■ **Stored entries**:
*****

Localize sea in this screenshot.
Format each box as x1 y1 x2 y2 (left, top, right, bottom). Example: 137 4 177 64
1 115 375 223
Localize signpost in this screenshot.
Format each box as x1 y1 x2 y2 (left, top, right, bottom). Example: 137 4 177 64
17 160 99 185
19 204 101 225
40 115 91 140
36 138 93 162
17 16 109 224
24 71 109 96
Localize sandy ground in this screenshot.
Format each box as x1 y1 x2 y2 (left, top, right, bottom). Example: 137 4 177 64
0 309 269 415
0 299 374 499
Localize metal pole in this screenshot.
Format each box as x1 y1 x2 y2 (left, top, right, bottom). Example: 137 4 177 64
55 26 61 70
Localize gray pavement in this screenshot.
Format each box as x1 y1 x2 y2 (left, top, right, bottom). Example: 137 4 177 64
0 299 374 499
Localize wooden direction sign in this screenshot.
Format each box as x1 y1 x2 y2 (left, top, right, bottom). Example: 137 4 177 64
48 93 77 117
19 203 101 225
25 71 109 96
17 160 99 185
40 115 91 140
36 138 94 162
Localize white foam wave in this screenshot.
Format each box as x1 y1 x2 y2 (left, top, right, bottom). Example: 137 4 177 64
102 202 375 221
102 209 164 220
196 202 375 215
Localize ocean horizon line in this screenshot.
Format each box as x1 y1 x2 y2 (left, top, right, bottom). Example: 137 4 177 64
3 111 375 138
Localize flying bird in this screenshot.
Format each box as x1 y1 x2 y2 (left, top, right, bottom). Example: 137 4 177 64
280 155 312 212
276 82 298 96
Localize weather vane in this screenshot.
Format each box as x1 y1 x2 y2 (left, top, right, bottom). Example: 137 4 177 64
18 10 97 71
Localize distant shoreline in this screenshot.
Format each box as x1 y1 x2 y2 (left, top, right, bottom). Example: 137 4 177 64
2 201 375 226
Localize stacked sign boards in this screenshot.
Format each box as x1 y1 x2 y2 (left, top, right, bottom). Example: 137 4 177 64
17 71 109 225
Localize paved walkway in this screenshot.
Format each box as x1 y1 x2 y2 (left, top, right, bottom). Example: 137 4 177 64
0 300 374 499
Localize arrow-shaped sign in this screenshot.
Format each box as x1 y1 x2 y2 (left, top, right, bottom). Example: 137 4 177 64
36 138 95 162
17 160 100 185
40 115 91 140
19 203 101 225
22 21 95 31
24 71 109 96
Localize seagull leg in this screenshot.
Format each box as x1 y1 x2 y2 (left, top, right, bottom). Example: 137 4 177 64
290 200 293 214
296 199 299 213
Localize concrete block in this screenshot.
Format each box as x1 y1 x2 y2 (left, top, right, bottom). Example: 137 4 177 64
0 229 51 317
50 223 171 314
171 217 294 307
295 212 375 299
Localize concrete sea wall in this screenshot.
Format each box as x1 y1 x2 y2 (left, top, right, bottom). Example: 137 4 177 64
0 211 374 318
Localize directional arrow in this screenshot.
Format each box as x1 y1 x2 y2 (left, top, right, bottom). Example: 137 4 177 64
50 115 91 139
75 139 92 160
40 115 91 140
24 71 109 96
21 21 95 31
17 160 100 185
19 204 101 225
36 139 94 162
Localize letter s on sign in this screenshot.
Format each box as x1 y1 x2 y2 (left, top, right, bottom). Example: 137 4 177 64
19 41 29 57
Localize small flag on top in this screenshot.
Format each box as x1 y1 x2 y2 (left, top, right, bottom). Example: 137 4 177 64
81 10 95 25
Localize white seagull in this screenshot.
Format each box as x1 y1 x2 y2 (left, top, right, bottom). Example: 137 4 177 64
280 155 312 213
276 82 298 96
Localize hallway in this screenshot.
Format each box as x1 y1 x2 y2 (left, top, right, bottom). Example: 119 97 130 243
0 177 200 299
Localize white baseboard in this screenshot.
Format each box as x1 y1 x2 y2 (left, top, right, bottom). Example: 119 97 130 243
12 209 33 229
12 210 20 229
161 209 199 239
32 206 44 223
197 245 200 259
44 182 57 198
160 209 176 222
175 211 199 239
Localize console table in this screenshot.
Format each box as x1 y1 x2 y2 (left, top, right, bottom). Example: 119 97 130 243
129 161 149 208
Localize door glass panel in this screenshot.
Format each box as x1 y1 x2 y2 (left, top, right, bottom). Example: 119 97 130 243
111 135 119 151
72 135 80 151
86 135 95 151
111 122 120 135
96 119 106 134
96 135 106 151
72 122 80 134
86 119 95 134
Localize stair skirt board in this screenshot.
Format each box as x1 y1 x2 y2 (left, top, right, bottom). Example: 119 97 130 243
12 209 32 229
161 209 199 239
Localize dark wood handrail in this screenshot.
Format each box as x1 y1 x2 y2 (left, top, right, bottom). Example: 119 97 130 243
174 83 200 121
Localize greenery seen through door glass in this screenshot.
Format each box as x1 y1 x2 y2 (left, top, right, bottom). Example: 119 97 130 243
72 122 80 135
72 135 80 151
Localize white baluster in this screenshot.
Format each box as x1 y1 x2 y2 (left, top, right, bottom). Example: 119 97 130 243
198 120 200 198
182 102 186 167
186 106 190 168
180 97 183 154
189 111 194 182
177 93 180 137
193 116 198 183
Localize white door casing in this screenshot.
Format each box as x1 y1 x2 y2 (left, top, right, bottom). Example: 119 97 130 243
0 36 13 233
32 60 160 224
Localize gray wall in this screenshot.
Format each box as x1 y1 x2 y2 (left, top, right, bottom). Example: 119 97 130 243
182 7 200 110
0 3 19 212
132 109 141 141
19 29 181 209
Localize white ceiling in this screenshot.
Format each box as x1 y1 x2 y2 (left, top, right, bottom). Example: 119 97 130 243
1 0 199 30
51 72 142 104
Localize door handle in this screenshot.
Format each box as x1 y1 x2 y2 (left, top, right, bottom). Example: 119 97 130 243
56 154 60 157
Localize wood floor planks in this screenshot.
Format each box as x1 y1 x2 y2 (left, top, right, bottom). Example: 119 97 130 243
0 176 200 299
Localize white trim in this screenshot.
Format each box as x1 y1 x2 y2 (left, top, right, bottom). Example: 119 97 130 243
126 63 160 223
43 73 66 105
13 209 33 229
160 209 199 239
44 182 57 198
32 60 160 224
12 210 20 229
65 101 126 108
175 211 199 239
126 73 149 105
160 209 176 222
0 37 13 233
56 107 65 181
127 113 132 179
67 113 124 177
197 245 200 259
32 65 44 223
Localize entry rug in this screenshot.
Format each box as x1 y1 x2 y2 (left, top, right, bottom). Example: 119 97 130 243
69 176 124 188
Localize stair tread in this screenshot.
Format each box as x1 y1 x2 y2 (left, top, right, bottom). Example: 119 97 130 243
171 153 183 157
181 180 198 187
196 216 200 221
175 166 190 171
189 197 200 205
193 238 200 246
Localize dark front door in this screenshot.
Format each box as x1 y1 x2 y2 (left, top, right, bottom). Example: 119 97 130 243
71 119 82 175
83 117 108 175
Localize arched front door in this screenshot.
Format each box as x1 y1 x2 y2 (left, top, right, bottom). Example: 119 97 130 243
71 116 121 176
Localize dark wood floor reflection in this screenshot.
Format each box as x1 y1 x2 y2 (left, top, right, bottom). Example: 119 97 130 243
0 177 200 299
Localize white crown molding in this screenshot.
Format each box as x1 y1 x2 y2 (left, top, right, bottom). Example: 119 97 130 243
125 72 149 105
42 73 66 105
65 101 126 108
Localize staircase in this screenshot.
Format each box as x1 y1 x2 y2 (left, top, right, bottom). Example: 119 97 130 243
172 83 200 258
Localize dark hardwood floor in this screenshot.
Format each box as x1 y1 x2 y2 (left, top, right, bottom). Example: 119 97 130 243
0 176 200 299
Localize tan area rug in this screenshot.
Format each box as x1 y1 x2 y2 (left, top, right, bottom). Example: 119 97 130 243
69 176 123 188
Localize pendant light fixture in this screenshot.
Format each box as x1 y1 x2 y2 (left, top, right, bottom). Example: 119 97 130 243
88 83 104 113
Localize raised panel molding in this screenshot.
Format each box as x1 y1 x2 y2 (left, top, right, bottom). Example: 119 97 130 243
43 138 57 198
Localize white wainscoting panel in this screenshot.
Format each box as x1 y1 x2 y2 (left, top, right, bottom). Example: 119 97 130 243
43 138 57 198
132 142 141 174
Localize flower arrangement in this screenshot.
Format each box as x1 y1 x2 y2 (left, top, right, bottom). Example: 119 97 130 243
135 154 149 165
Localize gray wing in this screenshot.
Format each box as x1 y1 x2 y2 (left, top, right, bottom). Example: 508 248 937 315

*****

■ **AIM OF THE EXERCISE**:
In the records above, find each line that holds the word "dark"; copy all such lines.

■ **RESPONSE TO THE EXERCISE**:
Localize dark wood handrail in this screenshot.
Localize dark front door in this screenshot.
Localize dark wood floor reflection in this screenshot.
Localize dark hardwood floor in this screenshot.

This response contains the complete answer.